READING TEXT —
>> START
Hayfield, Derbyshire Sunday April 3rd 2016

Today’s Walk

Strenuous Leader: Rowland Nock   Distance: 11.5 miles

Total climbing for the day approximately 600 metres (2,000 Feet)
This classic high hill walk retraces the route of the famous mass trespass onto Kinder Scout on 24th April 1932. Please bear in mind the walk does include some ford crossings.
Having passed the memorial plaque at Bowden Bridge on the River Kinder we head up via Kinder Reservoir and William Clough onto the Kinder plateau. The Pennine Way is then followed, passing the dramatic Kinder Downfall, and topping out at Kinder Low (633m). We descend towards Edale Cross then heading west to Coldwell Clough, and contouring round Elle Bank we pick up the River Kinder back to Hayfield.
With a bit of luck there should be time for a quick well-earned cuppa or a pint (hopefully)!

Moderate/leisurely Leader: Joan McGlinchey   Distance : 6.50 miles

This is a challenging walk in more ways than one !!
The 1st part of our walk starts as we head towards the Quarry and Stones House. Then we have a very steep hill to climb, which we will take slowly- (It’s not called the High Peak District for nothing). This heads towards the Sheepford and Kinderlow End. Before we reach Kinderlow End we bear to the right and make our way to the Valve Chamber and Stony Ford. We start the second part of our walk here. This is where you will have to bear with me, as the second part that we walked turned out to be unsuitable. So, today’s 2nd part has not been recced – sorry.
We will head toward Coldwell Clough, and continue making our way down to Hayfield going past part of the wood at Elle Bank, then Stubbs Farm and Highgate head.
>> END
SUPPLIED MATERIAL —
>> START
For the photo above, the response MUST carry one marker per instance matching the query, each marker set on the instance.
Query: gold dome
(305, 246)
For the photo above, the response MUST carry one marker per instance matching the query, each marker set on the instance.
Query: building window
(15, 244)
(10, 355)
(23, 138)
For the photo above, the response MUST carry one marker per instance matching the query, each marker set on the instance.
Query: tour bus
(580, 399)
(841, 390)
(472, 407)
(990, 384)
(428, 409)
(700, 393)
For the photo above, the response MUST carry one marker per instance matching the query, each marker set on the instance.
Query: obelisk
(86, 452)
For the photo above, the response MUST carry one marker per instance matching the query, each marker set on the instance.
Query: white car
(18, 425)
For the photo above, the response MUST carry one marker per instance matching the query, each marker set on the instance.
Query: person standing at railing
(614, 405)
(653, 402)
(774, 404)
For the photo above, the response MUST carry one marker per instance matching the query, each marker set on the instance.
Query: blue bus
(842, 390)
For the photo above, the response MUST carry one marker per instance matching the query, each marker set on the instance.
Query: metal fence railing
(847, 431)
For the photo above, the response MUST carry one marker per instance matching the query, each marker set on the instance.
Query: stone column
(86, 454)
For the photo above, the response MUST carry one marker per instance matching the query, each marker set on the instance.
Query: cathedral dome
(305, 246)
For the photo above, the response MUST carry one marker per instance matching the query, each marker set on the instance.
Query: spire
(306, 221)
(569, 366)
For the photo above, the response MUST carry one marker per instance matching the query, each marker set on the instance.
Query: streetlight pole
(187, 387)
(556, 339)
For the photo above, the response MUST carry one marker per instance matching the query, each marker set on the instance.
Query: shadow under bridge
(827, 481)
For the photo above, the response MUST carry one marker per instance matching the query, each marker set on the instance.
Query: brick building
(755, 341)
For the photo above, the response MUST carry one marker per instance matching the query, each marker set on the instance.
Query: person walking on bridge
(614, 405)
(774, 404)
>> END
WHAT IS ASKED —
A – Print the portion of the Hayfield walk notes between "Hayfield, Derbyshire Sunday" and "some ford crossings.", inclusive.
B – According to the Hayfield walk notes, on what date did the mass trespass onto Kinder Scout take place?
C – State whether each statement agrees with the Hayfield walk notes, answering yes or no and quoting the deciding words: (i) The strenuous walk covers 11.5 miles. (ii) The second part of the moderate/leisurely walk was checked in advance. (iii) The strenuous walk includes some ford crossings.
The records have no role in this exercise.

TASK-BY-TASK SOLUTIONS —
A –
Hayfield, Derbyshire Sunday April 3rd 2016

Today’s Walk

Strenuous Leader: Rowland Nock   Distance: 11.5 miles

Total climbing for the day approximately 600 metres (2,000 Feet)
This classic high hill walk retraces the route of the famous mass trespass onto Kinder Scout on 24th April 1932. Please bear in mind the walk does include some ford crossings.

B – 24th April 1932.

C –
(i) Yes: "Distance: 11.5 miles"
(ii) No: "So, today’s 2nd part has not been recced – sorry."
(iii) Yes: "the walk does include some ford crossings"